##### DATASET CONTENT

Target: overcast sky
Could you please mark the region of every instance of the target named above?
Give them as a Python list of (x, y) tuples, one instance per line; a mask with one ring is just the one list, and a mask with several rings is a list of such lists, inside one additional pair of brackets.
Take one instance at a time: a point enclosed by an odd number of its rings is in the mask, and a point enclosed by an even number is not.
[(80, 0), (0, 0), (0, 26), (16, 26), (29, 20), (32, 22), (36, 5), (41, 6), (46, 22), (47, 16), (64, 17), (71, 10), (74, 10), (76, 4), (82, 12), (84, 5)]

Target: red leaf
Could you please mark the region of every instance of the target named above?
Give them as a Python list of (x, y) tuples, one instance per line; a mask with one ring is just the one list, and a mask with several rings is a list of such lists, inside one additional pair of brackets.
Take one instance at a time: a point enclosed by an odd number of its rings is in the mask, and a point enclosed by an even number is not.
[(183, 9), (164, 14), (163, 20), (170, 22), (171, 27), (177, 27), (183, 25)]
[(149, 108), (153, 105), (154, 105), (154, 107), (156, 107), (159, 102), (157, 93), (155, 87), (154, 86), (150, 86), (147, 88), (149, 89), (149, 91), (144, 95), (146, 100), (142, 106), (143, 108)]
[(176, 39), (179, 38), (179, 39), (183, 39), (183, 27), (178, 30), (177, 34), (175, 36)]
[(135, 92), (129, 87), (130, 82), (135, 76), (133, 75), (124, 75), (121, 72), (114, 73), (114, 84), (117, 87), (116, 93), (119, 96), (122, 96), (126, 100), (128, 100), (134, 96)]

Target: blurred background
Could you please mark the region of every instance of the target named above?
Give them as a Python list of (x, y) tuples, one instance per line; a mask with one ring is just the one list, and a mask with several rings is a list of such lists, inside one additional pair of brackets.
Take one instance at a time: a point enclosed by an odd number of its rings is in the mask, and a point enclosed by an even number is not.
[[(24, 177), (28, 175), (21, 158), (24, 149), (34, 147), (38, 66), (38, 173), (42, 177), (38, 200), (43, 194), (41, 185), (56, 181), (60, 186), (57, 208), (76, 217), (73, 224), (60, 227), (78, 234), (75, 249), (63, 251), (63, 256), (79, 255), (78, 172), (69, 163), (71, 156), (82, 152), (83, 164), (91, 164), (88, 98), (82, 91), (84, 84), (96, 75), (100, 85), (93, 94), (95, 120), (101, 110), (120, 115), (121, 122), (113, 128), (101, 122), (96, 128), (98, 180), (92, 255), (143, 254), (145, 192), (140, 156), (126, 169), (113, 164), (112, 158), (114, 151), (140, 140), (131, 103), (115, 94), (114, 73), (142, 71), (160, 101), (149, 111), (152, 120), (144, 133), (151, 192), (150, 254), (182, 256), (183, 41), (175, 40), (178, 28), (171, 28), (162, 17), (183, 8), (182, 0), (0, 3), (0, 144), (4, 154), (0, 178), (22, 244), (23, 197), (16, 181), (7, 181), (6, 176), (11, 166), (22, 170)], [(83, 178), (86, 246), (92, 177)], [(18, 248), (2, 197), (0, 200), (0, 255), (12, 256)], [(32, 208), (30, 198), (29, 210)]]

##########

» REQUIREMENTS
Lay out the material starting at the line that contains "Target: red leaf" and ending at the line that contains "100), (134, 96)]" as a Markdown table with the columns No. and Line. Give each line a row number and omit blank lines.

» RESULT FOR THIS EXERCISE
| No. | Line |
|---|---|
| 1 | Target: red leaf |
| 2 | Could you please mark the region of every instance of the target named above? |
| 3 | Give them as a Python list of (x, y) tuples, one instance per line; a mask with one ring is just the one list, and a mask with several rings is a list of such lists, inside one additional pair of brackets. |
| 4 | Take one instance at a time: a point enclosed by an odd number of its rings is in the mask, and a point enclosed by an even number is not. |
| 5 | [(183, 9), (164, 14), (163, 20), (170, 22), (171, 27), (177, 27), (183, 25)] |
| 6 | [(149, 108), (153, 105), (154, 105), (154, 107), (156, 107), (159, 102), (157, 93), (155, 87), (154, 86), (150, 86), (147, 88), (149, 89), (149, 91), (144, 95), (146, 100), (142, 106), (143, 108)] |
| 7 | [(176, 39), (179, 38), (179, 39), (183, 39), (183, 27), (178, 30), (177, 34), (175, 36)] |
| 8 | [(135, 92), (129, 87), (130, 82), (135, 76), (133, 75), (124, 75), (121, 72), (114, 73), (114, 84), (117, 87), (116, 93), (119, 96), (122, 96), (126, 100), (128, 100), (134, 96)] |